╭─ MATERIALS PROVIDED
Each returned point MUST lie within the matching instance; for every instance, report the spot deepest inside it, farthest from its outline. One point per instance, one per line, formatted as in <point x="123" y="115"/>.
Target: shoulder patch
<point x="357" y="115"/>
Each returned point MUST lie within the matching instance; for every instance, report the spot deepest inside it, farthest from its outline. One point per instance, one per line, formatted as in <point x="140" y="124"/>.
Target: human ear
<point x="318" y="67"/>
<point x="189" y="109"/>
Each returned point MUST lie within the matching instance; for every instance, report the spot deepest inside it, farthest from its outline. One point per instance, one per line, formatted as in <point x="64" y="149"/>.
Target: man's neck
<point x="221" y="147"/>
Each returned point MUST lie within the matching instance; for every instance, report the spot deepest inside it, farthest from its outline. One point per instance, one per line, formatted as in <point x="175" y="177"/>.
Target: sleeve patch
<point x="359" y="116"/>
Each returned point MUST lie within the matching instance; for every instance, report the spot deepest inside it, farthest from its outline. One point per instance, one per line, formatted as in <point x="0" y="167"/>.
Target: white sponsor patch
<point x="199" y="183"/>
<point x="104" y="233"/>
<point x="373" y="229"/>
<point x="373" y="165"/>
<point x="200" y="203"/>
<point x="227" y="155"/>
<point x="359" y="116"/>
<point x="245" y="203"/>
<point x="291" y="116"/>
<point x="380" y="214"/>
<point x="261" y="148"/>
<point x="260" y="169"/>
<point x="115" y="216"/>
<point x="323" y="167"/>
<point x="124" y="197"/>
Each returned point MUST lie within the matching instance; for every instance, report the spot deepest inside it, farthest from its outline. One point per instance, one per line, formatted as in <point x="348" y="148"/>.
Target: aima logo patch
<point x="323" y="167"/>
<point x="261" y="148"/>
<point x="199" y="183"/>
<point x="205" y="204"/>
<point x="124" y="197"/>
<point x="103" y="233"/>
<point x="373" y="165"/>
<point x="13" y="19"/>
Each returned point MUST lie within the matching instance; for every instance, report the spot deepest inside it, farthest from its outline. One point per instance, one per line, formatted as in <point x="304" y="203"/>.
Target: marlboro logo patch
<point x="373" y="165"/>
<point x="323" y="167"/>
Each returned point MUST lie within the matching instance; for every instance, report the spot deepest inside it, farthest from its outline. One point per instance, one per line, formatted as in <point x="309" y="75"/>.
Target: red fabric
╰─
╭─ MATERIALS PROVIDED
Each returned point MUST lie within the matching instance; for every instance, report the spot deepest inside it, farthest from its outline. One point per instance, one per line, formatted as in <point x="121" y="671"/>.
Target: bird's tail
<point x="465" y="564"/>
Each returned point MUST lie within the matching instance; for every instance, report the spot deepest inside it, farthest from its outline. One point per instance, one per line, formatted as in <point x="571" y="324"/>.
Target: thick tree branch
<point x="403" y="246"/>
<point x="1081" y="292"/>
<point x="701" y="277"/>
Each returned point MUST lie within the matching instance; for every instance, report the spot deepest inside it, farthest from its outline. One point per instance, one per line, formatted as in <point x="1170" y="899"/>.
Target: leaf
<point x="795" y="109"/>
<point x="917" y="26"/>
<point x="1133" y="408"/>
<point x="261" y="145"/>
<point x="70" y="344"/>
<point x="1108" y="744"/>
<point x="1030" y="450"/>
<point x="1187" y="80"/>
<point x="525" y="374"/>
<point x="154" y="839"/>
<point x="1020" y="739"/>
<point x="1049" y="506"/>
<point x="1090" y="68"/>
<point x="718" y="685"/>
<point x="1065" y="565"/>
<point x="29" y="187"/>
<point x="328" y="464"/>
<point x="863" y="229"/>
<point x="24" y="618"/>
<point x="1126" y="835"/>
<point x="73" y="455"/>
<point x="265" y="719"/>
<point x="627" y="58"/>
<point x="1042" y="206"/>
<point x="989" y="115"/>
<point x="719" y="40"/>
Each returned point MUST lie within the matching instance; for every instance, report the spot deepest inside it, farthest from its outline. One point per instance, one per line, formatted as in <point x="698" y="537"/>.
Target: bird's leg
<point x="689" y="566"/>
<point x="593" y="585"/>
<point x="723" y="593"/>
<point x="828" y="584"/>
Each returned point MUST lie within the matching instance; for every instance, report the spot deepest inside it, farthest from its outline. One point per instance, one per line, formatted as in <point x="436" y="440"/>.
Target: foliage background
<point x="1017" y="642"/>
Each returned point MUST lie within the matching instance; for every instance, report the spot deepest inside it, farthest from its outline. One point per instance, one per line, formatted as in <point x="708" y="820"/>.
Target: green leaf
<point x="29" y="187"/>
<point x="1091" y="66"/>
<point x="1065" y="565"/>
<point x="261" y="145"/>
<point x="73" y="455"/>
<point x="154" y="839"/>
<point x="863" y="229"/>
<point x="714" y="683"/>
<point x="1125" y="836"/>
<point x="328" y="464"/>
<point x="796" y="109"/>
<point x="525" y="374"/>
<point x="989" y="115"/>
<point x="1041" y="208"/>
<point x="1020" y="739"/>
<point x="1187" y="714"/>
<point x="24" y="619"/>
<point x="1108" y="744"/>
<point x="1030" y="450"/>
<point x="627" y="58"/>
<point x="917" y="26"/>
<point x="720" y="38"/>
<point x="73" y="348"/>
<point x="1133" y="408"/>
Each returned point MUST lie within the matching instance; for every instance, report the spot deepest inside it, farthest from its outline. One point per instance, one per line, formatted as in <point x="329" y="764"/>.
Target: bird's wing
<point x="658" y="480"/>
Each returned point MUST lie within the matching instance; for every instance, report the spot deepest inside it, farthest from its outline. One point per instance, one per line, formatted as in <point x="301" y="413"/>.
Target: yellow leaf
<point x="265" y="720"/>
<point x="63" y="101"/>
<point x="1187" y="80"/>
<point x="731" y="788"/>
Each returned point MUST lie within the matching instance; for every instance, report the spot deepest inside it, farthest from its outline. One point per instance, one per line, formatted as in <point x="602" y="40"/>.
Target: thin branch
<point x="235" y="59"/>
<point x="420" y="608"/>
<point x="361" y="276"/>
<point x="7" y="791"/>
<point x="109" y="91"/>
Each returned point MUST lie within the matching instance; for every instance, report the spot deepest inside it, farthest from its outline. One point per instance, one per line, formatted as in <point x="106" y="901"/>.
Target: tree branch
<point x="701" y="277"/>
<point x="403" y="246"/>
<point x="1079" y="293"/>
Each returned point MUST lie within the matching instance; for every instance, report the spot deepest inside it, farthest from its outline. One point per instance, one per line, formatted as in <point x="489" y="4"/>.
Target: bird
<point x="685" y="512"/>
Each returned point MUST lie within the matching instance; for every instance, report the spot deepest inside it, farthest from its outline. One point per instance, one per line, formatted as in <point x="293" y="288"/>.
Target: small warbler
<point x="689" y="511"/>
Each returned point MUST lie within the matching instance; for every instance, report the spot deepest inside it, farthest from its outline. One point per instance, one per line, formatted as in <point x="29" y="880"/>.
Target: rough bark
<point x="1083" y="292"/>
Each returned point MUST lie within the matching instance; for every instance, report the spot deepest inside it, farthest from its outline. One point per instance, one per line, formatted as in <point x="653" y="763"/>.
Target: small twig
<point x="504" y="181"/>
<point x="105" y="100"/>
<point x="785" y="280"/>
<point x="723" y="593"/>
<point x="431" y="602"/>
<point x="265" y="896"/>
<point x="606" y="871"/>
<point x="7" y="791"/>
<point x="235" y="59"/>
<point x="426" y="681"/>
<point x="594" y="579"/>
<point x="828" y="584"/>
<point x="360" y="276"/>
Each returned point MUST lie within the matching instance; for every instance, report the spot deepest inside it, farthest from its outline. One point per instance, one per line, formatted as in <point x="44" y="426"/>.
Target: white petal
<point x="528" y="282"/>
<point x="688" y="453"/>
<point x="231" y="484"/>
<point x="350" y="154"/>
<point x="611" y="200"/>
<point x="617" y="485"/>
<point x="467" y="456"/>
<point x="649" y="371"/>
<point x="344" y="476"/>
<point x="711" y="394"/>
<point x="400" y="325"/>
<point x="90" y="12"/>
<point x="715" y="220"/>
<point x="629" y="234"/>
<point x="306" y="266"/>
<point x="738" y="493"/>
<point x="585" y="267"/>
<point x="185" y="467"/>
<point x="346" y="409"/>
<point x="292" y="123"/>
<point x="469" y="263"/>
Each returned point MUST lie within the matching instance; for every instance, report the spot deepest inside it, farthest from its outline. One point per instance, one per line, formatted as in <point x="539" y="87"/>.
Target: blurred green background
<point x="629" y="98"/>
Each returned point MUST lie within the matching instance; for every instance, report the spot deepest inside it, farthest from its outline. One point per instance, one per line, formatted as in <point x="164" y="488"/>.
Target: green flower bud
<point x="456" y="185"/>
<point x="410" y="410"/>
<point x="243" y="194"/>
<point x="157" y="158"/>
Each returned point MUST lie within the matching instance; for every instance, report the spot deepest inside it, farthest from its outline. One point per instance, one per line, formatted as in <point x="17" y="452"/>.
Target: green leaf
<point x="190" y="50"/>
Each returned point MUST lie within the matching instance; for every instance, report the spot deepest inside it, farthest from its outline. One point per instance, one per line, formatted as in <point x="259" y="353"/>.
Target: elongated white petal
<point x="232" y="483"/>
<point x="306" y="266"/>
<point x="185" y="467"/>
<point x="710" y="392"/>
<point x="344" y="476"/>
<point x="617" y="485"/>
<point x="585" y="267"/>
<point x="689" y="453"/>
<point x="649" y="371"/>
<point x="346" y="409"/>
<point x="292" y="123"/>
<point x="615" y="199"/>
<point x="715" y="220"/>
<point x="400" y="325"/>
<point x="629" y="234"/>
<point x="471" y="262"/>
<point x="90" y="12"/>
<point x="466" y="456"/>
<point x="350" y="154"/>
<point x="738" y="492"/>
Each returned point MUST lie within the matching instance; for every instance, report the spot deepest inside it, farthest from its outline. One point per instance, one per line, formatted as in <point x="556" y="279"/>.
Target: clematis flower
╰─
TASK
Show every line of the records that holds the string "branch".

TASK OUTPUT
Target: thick tree branch
Target: thin branch
Target: tree branch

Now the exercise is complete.